-- Source text --
* * * * * * *

Dr. Ramirez was Venezuelan but had been raised in Massachusetts, in english, with his mother’s family. He wanted to find his hispanic heritage and therefore started with language, by taking a night school course. My father, chicano, taught him to speak, read, and write spanish, and Dr. Ramirez in turn coached my white mother through pregnancy with such revolutionary ideas as preparing juice and instant milk with fluoridated water from the drug store, so that I would have strong teeth. My birth was his first step in providing health care to spanish-speaking people in Bakersfield.

I told my mom, when we talked about the details of this, that he’d delivered the right kid. She hadn’t thought of it that way, but that has always been the struggle between us: she sees my hispanic heritage as novelty, not central to my soul. Our struggle crosses the bounds of generation, race, and geography.

My parents divorced 5 years after my birth and I was raised in New Jersey, in english, with my mom’s side of the family — not unlike Dr. Ramirez. Thousands of miles from me, my father was a champion of bilingual education, but at my school no one could pronounce my last name, not even my high school spanish teacher.

This is the Cliff Notes of my life, and there is a longer version but the soundtrack to my story is already composed and arrived in the mail on a CD last week. “By the Hand of the Father” is the music and selected stories from the theatre-work created by Alejandro Escovedo in collaboration with playwrights Theresa Chavez, Eric Gutierrez and Rose Portillo. The play and music explore the relationships between immigrant fathers and their children, but the CD could also be the sonic companion to my journey as a woman staking a claim where race and culture are defined — and undefined — by the migration of time, boundaries, and blood.

* * * * * * *

-- Supplied information --
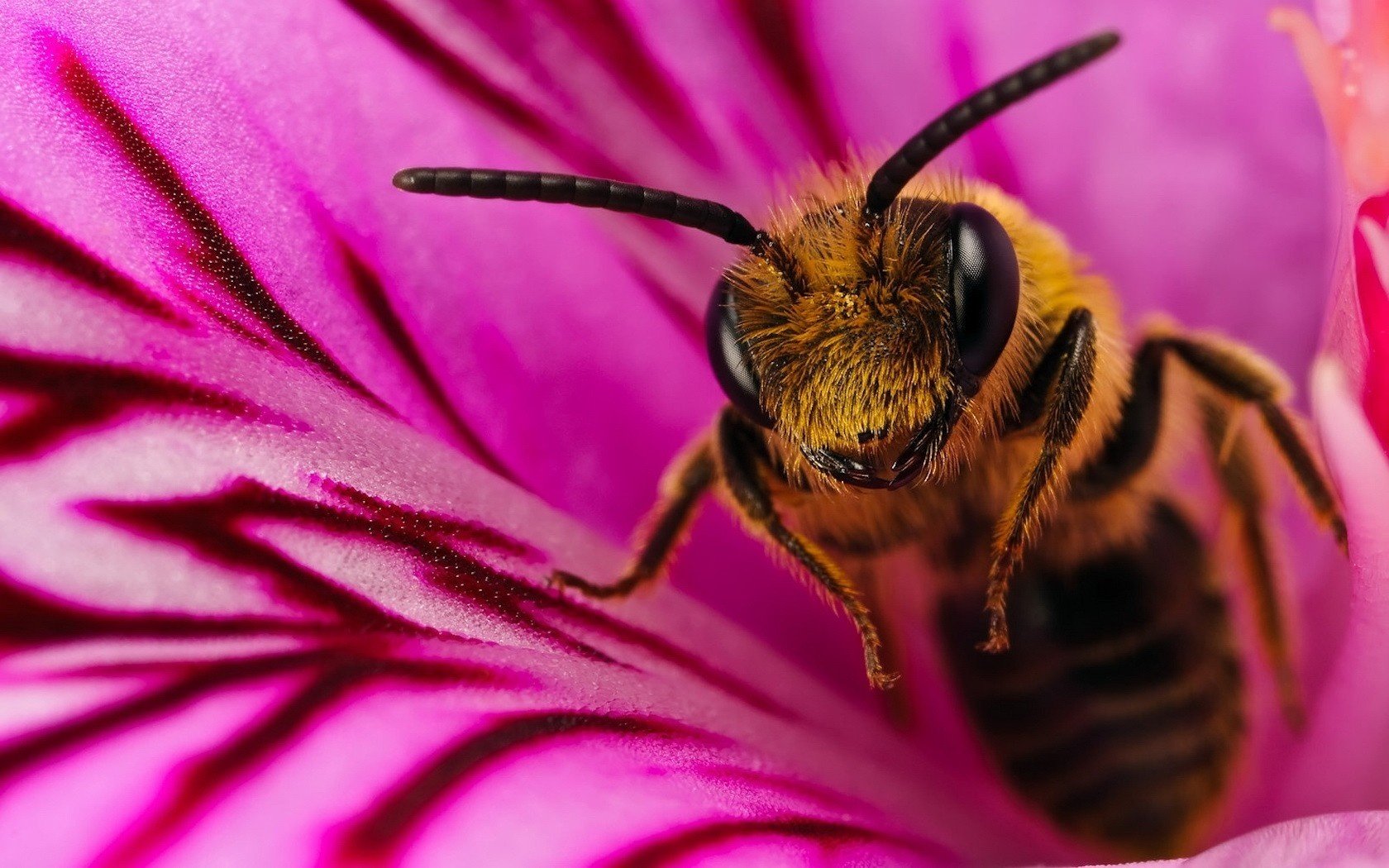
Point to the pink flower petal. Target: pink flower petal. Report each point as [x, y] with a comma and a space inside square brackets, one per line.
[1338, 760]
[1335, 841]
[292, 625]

* * * * * * *

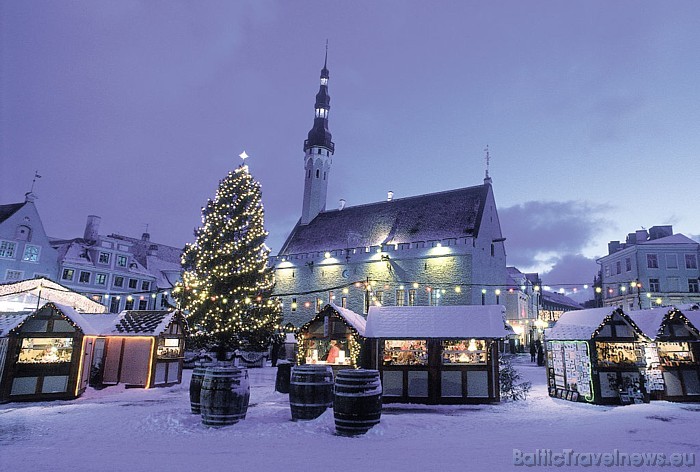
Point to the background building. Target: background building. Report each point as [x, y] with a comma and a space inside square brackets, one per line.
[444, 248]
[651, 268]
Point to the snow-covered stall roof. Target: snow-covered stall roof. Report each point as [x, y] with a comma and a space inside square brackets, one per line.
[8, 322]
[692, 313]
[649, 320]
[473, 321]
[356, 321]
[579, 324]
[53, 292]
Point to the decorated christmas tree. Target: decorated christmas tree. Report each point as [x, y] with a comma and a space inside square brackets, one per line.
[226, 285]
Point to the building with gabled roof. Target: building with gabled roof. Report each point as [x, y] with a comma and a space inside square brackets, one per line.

* * * * * * *

-- Activity 1 --
Decide whether each statement agrees with the essay: (a) Dr. Ramirez grew up in Massachusetts; (b) the narrator's parents divorced ten years after the narrator's birth; (c) the narrator's high school spanish teacher could pronounce the narrator's last name. Give yes or no for each, and quote the words of the essay that decide it.
-- Activity 2 --
According to the essay, which playwrights collaborated with Alejandro Escovedo on the theatre-work?
-- Activity 3 --
Return, word for word, the part of the essay that opens with the words containing "Dr. Ramirez was" and closes with "people in Bakersfield.".
The rows have nothing to do with this work.

-- Answer space 1 --
(a) Yes: "had been raised in Massachusetts, in english, with his mother’s family"
(b) No: "My parents divorced 5 years after my birth"
(c) No: "at my school no one could pronounce my last name, not even my high school spanish teacher"

-- Answer space 2 --
Theresa Chavez, Eric Gutierrez and Rose Portillo.

-- Answer space 3 --
Dr. Ramirez was Venezuelan but had been raised in Massachusetts, in english, with his mother’s family. He wanted to find his hispanic heritage and therefore started with language, by taking a night school course. My father, chicano, taught him to speak, read, and write spanish, and Dr. Ramirez in turn coached my white mother through pregnancy with such revolutionary ideas as preparing juice and instant milk with fluoridated water from the drug store, so that I would have strong teeth. My birth was his first step in providing health care to spanish-speaking people in Bakersfield.